Assignment:
Output begins at the line with "of the cow." and ends at the last line of the records below. Copy each line in that span exactly, and leave out pictures.

═══

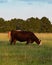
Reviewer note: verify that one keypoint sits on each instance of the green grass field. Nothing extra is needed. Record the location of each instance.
(21, 54)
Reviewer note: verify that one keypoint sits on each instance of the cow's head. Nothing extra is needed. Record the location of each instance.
(39, 42)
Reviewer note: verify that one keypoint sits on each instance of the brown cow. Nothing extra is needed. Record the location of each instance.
(21, 36)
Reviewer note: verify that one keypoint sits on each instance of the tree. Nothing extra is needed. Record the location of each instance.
(45, 24)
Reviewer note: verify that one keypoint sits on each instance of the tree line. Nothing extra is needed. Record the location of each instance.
(42, 25)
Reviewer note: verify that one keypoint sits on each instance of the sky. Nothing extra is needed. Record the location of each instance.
(24, 9)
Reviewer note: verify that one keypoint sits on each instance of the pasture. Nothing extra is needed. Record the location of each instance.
(22, 54)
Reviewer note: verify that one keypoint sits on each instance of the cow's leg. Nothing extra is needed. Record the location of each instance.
(14, 42)
(27, 42)
(11, 41)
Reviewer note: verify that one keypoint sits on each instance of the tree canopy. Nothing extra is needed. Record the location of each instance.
(42, 25)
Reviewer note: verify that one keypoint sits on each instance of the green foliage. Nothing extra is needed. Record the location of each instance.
(31, 24)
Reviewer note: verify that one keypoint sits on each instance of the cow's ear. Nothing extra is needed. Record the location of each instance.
(40, 40)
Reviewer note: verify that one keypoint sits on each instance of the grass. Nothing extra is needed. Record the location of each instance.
(21, 54)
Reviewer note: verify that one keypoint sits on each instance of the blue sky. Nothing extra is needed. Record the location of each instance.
(25, 9)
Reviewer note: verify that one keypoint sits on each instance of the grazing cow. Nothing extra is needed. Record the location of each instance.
(21, 36)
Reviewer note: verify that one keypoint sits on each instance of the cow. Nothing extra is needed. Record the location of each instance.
(22, 36)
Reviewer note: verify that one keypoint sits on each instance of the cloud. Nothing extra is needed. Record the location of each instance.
(3, 1)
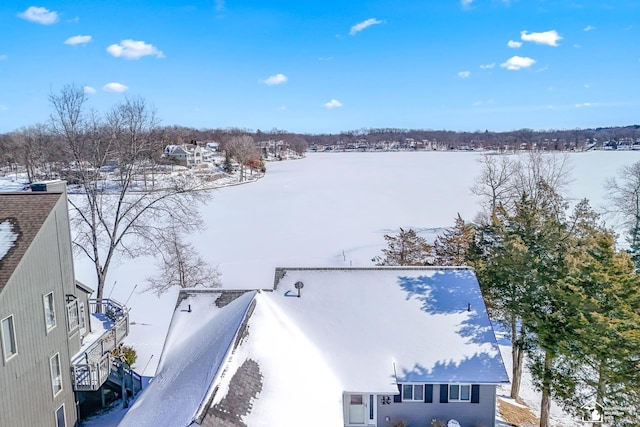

═══

Reply:
Reviewer note: verify that one keypoint sits on each instance of the cow. Nothing extra is needed. Record the location of each instance.
(22, 36)
Reviewer note: verify that one keypoint sits on each instance of the cloud. Nothing extra is needed. Record the location of each instance.
(3, 1)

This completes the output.